##### Given information #####
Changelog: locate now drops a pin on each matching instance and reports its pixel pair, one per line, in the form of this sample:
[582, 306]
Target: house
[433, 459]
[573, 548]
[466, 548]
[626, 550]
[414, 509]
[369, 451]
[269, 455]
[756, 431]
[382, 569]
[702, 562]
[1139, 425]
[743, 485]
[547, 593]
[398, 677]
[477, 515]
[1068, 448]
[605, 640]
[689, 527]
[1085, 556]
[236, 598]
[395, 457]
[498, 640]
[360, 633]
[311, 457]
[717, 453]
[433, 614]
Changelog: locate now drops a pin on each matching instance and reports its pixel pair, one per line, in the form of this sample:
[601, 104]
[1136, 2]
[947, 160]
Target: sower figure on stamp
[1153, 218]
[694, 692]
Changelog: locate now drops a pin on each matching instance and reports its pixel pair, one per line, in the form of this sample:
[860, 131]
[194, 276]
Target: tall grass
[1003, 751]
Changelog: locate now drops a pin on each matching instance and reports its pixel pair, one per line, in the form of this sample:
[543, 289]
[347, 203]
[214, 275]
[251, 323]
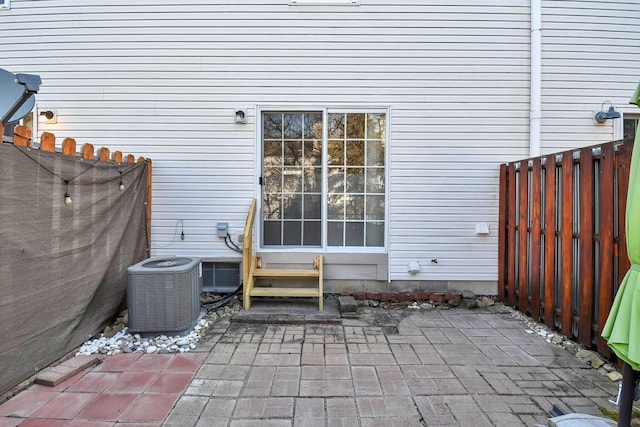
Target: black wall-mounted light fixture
[241, 116]
[602, 116]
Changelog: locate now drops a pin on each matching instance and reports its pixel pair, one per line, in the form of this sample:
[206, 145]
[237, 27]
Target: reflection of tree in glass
[272, 125]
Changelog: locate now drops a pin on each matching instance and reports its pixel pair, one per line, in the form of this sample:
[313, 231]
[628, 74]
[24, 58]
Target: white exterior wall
[162, 79]
[591, 54]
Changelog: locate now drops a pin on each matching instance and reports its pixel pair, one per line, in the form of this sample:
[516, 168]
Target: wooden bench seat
[251, 269]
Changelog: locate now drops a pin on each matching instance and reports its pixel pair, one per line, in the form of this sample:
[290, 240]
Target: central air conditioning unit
[163, 294]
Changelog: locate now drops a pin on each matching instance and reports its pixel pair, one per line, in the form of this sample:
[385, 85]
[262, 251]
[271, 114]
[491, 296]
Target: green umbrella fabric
[622, 329]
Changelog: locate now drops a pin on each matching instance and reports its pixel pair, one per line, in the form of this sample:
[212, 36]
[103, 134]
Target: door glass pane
[356, 190]
[292, 205]
[354, 234]
[354, 185]
[376, 125]
[335, 234]
[292, 126]
[292, 178]
[272, 232]
[355, 180]
[336, 125]
[312, 206]
[375, 180]
[312, 233]
[292, 153]
[375, 234]
[335, 207]
[335, 180]
[335, 153]
[375, 153]
[355, 125]
[272, 126]
[292, 233]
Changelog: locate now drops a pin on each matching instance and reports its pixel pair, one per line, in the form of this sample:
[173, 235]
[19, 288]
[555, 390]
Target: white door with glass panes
[323, 179]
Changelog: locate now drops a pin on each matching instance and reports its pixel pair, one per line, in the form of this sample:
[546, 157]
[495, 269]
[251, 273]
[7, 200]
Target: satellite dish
[17, 95]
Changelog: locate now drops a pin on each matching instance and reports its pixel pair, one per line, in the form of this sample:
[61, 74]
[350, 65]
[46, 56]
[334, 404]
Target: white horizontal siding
[590, 55]
[162, 79]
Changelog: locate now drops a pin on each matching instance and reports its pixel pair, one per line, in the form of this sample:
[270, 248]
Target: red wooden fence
[562, 249]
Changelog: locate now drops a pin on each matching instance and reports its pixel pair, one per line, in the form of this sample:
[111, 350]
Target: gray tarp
[63, 268]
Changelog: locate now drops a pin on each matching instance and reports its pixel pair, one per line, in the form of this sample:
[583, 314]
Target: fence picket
[605, 242]
[511, 214]
[566, 243]
[535, 239]
[88, 151]
[22, 136]
[503, 234]
[69, 147]
[550, 240]
[585, 275]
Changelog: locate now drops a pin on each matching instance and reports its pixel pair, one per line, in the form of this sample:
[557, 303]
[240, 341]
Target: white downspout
[535, 109]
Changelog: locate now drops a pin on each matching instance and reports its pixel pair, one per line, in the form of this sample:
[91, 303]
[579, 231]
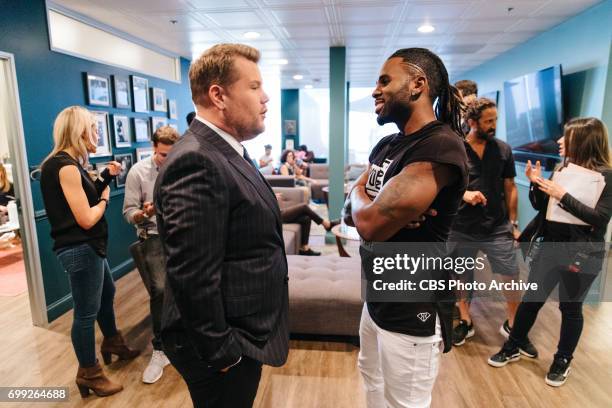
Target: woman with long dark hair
[75, 204]
[570, 255]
#####
Go through the data above and transcribe it in full, omitting any image.

Problem solution ->
Changelog: locate now drops a pin on each matching instance and reports its pixel pair, one per line, in the form of this sample:
[582, 306]
Target: house
[433, 459]
[573, 548]
[466, 548]
[626, 550]
[414, 509]
[369, 451]
[269, 455]
[756, 431]
[382, 569]
[702, 562]
[1139, 425]
[743, 485]
[547, 593]
[398, 677]
[477, 515]
[1068, 448]
[605, 640]
[689, 527]
[1085, 556]
[236, 598]
[395, 457]
[498, 640]
[360, 633]
[311, 457]
[717, 453]
[433, 614]
Changelog: locate now drops a pin on each matching instance and reports its pixel pair, one per line, in the form of this sample:
[601, 104]
[1136, 2]
[947, 160]
Target: sower figure on stamp
[1153, 218]
[694, 692]
Changelog: locate now drops a pin on each matching instance and reports its pixel pair, one per line, in the form of this sample:
[860, 131]
[194, 276]
Target: tall grass
[1003, 751]
Changelog: locate now drops a pin on each matching instance and reports its pixel pair, one per line, in the form of this sample:
[543, 289]
[347, 203]
[214, 275]
[251, 323]
Target: black wall-mounted light fixture
[241, 116]
[602, 116]
Changelog: locate now drops a pin on each matching instance and reports its pixel pair, one per line, in the form of this sample:
[206, 145]
[237, 27]
Target: reflection of tree in glass
[272, 125]
Changelog: locate now drops a pin on each matching instance and reports its pixel pair, one per line, in the form of this sample:
[313, 231]
[628, 74]
[24, 58]
Target: white exterior wall
[162, 79]
[591, 54]
Changelog: locate now drops a pin on each matching instance and reports its pixel pair, one per line, in the form of this sample:
[516, 168]
Target: wooden bench seat
[251, 269]
Changelog: locate now drops a pin on each matching instance and reports its pixel pair, one per line, in the form of this sample:
[290, 240]
Target: central air conditioning unit
[163, 294]
Changelog: locate now drops a pin on each matching instance and reports its pixel pair, one per line, in the form of this sample:
[385, 85]
[262, 251]
[271, 114]
[491, 296]
Target: green umbrella fabric
[622, 329]
Changelog: locate now drops a pin on each matching instance and reports its pixel pair, one per line, in the form of this sample:
[212, 36]
[103, 134]
Target: door glass pane
[356, 190]
[292, 205]
[354, 234]
[354, 185]
[376, 125]
[335, 234]
[292, 126]
[292, 178]
[272, 232]
[355, 180]
[336, 125]
[312, 206]
[375, 180]
[312, 233]
[292, 153]
[375, 234]
[335, 207]
[335, 180]
[335, 153]
[375, 153]
[355, 125]
[272, 126]
[292, 233]
Changelog: locate now drops a pin on each matching instance and reports its pixel pair, one per line, in the form of this sample:
[173, 235]
[19, 288]
[555, 390]
Target: white door with glass panes
[323, 179]
Changelog: locate now drops a pin on each matching instance and reports its pixel pair, one per line, in the form of this sample:
[546, 157]
[495, 269]
[251, 273]
[7, 200]
Target: satellite dish
[17, 95]
Changelog: locate now drops a pin on each matching instance and reports its pixel pair, one per line, in the form of this sample:
[61, 74]
[350, 65]
[46, 56]
[334, 404]
Target: white horizontal siding
[590, 55]
[162, 79]
Changelog: locate now drops a pin on each matching instance and reports its pixel pair, one per line, in the form of this sample:
[270, 248]
Target: red wooden fence
[562, 249]
Changelog: locate now drops a pin on each matching instance and reports its pixel pair, one per line, in the form of this sample:
[111, 350]
Target: gray tarp
[63, 268]
Changelog: locate now drops a pin on each matching instance and reports its pixel pair, one per line, in the form of this sample:
[583, 314]
Target: fence picket
[605, 242]
[511, 214]
[566, 243]
[535, 239]
[88, 151]
[22, 136]
[503, 234]
[69, 147]
[550, 240]
[585, 275]
Changelog: locate now drops a pin on each matching instance and reports its pixel pair, one per line, in the form of this sample:
[557, 303]
[240, 341]
Target: white downspout
[535, 109]
Changelog: locate now drops a pin on each matching instance and reports its pixel pair, one per line, in the form of this sample:
[91, 303]
[579, 231]
Target: woman with long dark hair
[75, 204]
[570, 255]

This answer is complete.